* **PAGE TEXT**
····················
On a beautiful summer day, Marion Shuck, a longtime executive at Gift of Hope Organ & Tissue Donor Network, was enjoying a morning bike ride with her husband before work.
It was a daily routine for the avid cyclists. But this one would be far from routine.
“We were laughing and talking, and he went in front of me, and all of a sudden, he just fell off his bike,” Shuck recounts of that morning a month and a half ago. “I started CPR and called for help. Some wonderful people helped me until the ambulance came.”
Her husband of 32 years, Reginald Shuck, 65, a real estate broker, was transported to University of Chicago Hospitals, where he died.
And the work Shuck has been engaged in for the past 10 years came full circle.
“Once I realized he wasn’t going to recover, I called the tissue authorization program at our donor resource center in Itasca,” said Shuck, speaking after Gift of Hope’s Aug. 1 press conference promoting this National Minority Donor Awareness Month.
“I knew he wasn’t going to be a candidate for organ donation because he had been down for quite a while, but he could be a candidate for tissue donation,” said the director of donor family services and community outreach at the organization serving northern Illinois and Northwest Indiana.
····················
* **DATASET CONTENT**

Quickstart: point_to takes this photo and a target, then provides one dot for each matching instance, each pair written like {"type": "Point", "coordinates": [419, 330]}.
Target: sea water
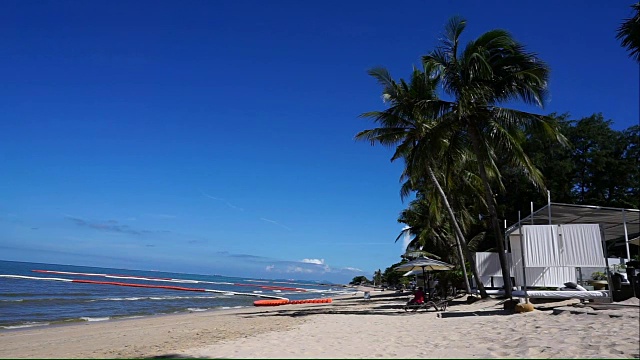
{"type": "Point", "coordinates": [32, 302]}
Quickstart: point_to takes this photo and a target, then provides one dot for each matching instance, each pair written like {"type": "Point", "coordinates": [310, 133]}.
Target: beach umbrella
{"type": "Point", "coordinates": [424, 264]}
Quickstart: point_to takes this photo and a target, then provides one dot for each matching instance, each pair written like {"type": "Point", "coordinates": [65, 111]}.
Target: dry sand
{"type": "Point", "coordinates": [347, 328]}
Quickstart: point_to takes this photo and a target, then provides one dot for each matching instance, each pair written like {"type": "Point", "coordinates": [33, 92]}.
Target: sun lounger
{"type": "Point", "coordinates": [438, 305]}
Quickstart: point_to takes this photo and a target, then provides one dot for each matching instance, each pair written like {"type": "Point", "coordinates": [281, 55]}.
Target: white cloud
{"type": "Point", "coordinates": [313, 261]}
{"type": "Point", "coordinates": [298, 269]}
{"type": "Point", "coordinates": [353, 269]}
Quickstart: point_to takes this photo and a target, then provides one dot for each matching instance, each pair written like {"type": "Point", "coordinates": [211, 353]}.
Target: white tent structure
{"type": "Point", "coordinates": [558, 243]}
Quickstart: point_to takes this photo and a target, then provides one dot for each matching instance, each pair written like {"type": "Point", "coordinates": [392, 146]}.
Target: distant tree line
····················
* **QUESTIONS ON THE MATERIAL**
(1) In the article about Marion Shuck, which hospital was Reginald Shuck taken to after he fell from his bike?
(2) Please quote the article about Marion Shuck word for word, beginning at the words "It was a daily" and stopping after "came full circle.".

* **SOLUTIONS FOR EACH TASK**
(1) University of Chicago Hospitals

(2)
It was a daily routine for the avid cyclists. But this one would be far from routine.
“We were laughing and talking, and he went in front of me, and all of a sudden, he just fell off his bike,” Shuck recounts of that morning a month and a half ago. “I started CPR and called for help. Some wonderful people helped me until the ambulance came.”
Her husband of 32 years, Reginald Shuck, 65, a real estate broker, was transported to University of Chicago Hospitals, where he died.
And the work Shuck has been engaged in for the past 10 years came full circle.